▶ _AUFGABENSTELLUNG_: Sammle aus dem Material unten jede Zeile, die das Wort „water“ enthält, und schreib sie unverändert ab. Groß- und Kleinschreibung sind dabei zu beachten.
━━━ GESPEICHERTE ZEILEN ━━━
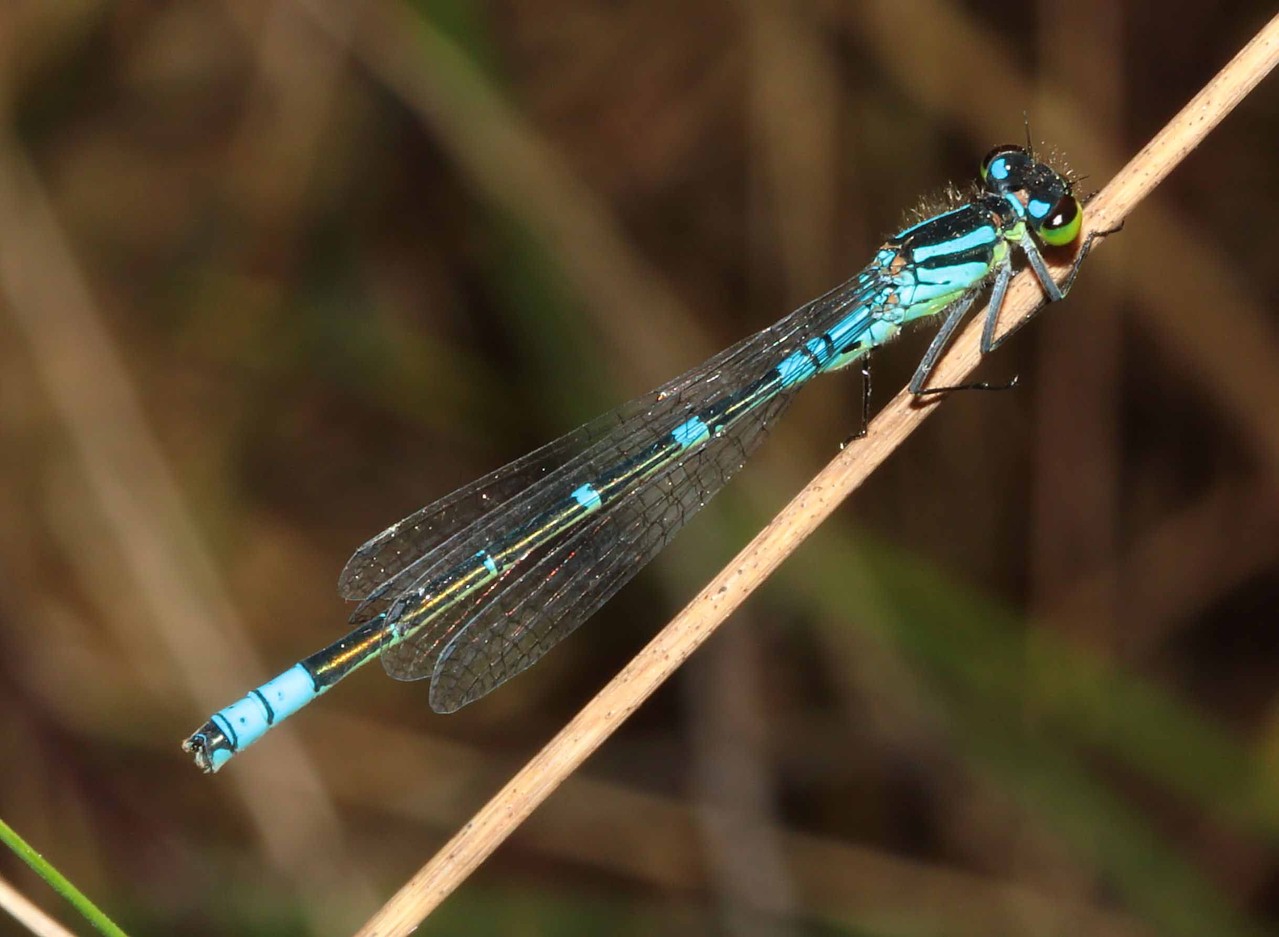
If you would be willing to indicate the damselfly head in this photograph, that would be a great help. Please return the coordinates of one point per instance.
━━━
━━━ GESPEICHERTE ZEILEN ━━━
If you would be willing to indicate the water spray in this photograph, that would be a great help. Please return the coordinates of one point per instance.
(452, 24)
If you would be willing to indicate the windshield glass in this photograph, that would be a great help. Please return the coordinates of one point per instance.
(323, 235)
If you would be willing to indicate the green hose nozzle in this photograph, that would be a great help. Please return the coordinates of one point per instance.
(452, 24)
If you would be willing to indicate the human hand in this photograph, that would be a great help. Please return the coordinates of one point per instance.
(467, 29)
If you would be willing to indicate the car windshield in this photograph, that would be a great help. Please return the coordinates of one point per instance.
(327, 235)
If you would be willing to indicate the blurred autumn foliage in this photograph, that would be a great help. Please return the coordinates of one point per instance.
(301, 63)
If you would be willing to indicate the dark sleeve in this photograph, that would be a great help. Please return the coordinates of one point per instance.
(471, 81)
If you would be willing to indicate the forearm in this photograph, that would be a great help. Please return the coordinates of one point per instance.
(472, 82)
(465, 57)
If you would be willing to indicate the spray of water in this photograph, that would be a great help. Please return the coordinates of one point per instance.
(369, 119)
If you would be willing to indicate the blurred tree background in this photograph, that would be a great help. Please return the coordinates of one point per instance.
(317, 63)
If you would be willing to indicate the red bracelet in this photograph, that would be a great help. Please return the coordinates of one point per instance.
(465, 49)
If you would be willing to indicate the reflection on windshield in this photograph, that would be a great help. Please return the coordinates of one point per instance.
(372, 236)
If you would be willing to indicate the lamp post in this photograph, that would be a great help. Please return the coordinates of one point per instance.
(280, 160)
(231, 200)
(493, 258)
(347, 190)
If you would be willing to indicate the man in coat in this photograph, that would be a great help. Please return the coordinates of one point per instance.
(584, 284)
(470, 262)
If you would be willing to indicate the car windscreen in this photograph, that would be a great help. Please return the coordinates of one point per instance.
━━━
━━━ GESPEICHERTE ZEILEN ━━━
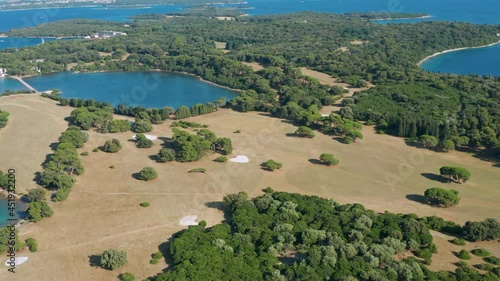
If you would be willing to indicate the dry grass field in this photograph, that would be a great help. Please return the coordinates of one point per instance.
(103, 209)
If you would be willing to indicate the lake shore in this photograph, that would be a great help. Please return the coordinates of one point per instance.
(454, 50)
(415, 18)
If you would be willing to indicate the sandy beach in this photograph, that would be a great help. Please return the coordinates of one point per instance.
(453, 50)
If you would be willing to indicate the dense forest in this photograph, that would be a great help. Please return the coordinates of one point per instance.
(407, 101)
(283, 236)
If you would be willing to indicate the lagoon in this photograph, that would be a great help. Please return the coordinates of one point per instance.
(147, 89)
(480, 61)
━━━
▶ _GELÖSTE AUFGABE_:
If you would be willing to indicate the water spray in this photograph, that would be a great help. Please return the coordinates of one point per instance.
If you would be willing to indicate the spray of water in this photograph, that would be a great help. Please return the coordinates of one point per instance.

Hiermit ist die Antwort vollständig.